Глеб Черкасов: "Левый фронт" не нужен Зюганову, Зюганов не нужен "Левому фронту". Левые, которые радикальные, считают Зюганова социал-предателем, я думаю, что они так считают. Попытки объединиться предпринимались достаточно давно и что-то с этим сделать, наверное, невозможно. Зюганов статусный политик, ему не нужны люди, которые могут кинуть файер в рамках его манифестации. Это в конце 90-х, когда ему еще нужна была широкая коалиция, он пускал в свои колонны, в финале шли национал-большевики, ныне запрещенные. И было очень смешно: сначала идут чинные колонны с кумачами, а потом национал-большевистская колонна очень колоритная с совершенно другими лозунгами. Сейчас для Зюганова важно поддержание статус-кво. Он неоднократно говорил в последнее время, что он против смуты. Все логично, все разошлись по своим квартирам.
Елена Рыковцева: Глеб, вам не кажется, что не файеров он боится, а как раз этого лозунга "Свобода узникам Болотной"?
Глеб Черкасов: Это тоже. Ему не нужно все, что напоминает о каком-то несанкционированном, неформальном политическом действии. Для Зюганова важно поддержание статус-кво, у него все достаточно неплохо. Мне кажется, что для руководства КПРФ сейчас гораздо важнее какие-то внутренние маневры и перемещения, нежели попытки расширения своей базы.
Елена Рыковцева: Их не беспокоит, что нет молодых, нет притока, а есть сплошной отток и размежевание?
Глеб Черкасов: Почему нет молодых? Какие-то молодые обязательно найдутся. До тех пор пока КПРФ работает лифтом во власть, пока КПРФ может куда-то продвигать кандидатов и защищать их голоса, будут приходить молодые люди. Почему бы им не посидеть в парламенте? Почему бы не попретендовать на какие-то места в законодательных собраниях? Другой вопрос, что КПРФ в настоящее время находится в таком своеобразном электоральном загоне, из которого она в нынешнем состоянии не выйдет. Я думаю, что в нынешнем виде она существует, пока Зюганов руководит партией, как только отойдет от дел, сразу начнутся какие-то перемены.
Елена Рыковцева: И пока живы те, кто за них голосуют.
Глеб Черкасов: За них голосуют молодые.
Елена Рыковцева: Думаете?
##############################
- **Задание**
Продолжите диалог о КПРФ и Зюганове, начиная с реплики, следующей за вопросом «Думаете?».
##############################
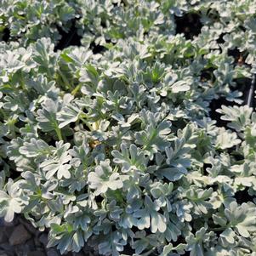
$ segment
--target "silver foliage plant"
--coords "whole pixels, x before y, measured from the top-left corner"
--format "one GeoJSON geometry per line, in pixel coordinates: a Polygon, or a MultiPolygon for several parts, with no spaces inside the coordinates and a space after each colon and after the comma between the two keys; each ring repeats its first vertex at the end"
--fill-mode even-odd
{"type": "Polygon", "coordinates": [[[0,216],[61,253],[256,255],[256,114],[238,83],[256,73],[254,0],[0,3],[0,216]],[[174,17],[192,14],[186,38],[174,17]],[[71,20],[82,46],[54,50],[71,20]]]}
##############################
- **Ответ**
Глеб Черкасов: В 11 году была простая альтернатива для тех, кто собирался идти на выборы: либо "Единая Россия", либо те, кто не согласен с "Единой Россией", могли голосовать за какую-то любую другую партию, все они не нравились. Самый большой бонус от этого рационального лозунга получила "Справедливая Россия".
Елена Рыковцева: Мы сейчас говорим о протестном голосовании, а не об осознанной, осмысленной поддержке КПРФ со стороны молодежи.
Глеб Черкасов: Все равно КПРФ получила эти голоса.
Елена Рыковцева: Если бы она была названа не КПРФ, а как-то еще, ей все равно бы отдали эти голоса, если бы то была партия, которая способна оттянуть голоса "Единой России".
Глеб Черкасов: Почему нет? КПРФ очень долго живет в том числе за счет того, что у нее есть гарантии прохождения в парламент. Голос, поданный за нее, будет не выкинут.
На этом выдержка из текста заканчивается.